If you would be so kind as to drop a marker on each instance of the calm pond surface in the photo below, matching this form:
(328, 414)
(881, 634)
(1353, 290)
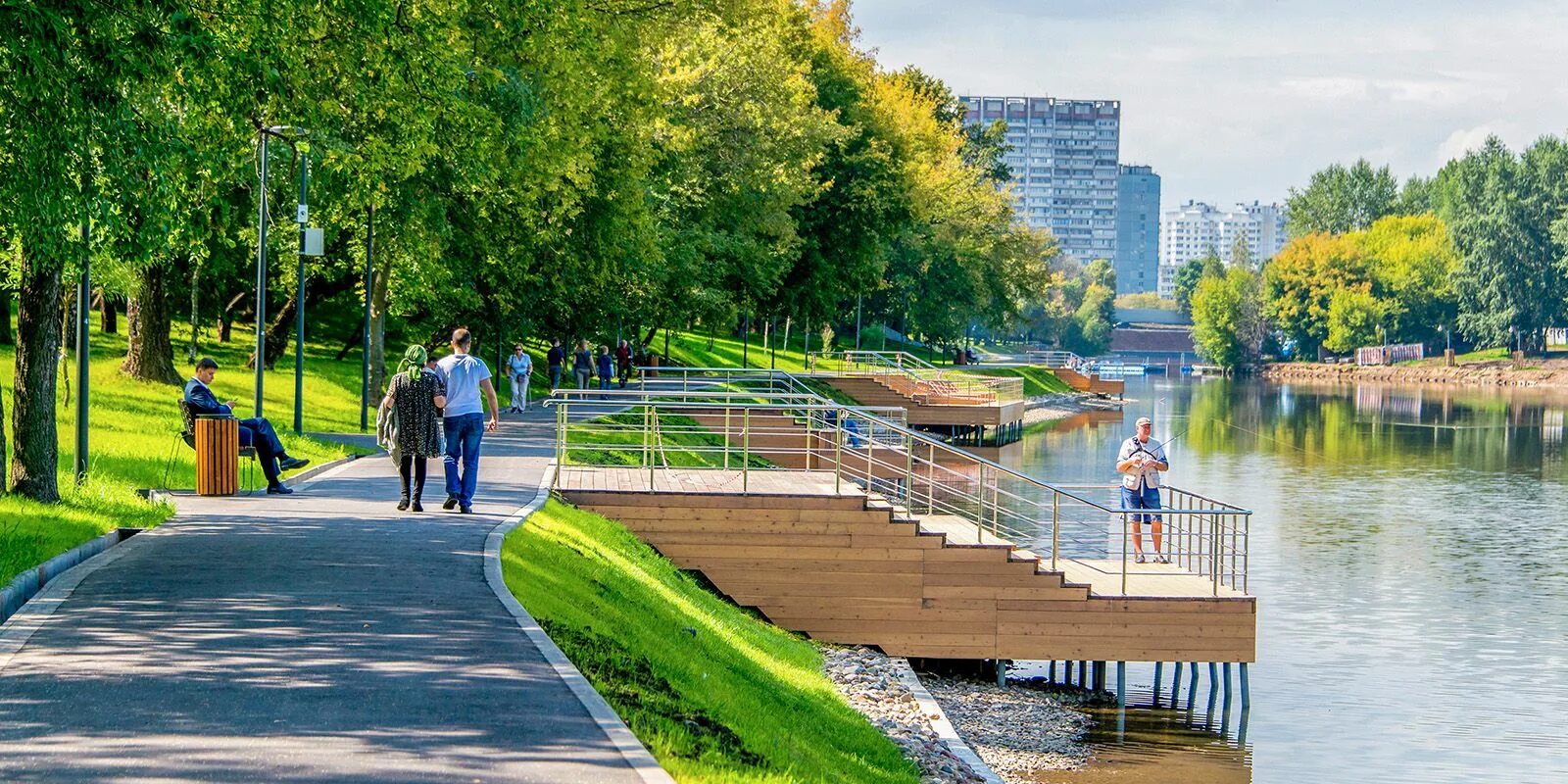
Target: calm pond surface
(1410, 559)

EXERCISE INSTRUCTIONS
Can you restate all the records above word for word while dropping the pictures?

RESPONSE
If you would be so kind as to drop a marker on each instance of the calm pond surface in the photo below, matching this form:
(328, 414)
(881, 634)
(1353, 290)
Target: calm pond surface
(1410, 559)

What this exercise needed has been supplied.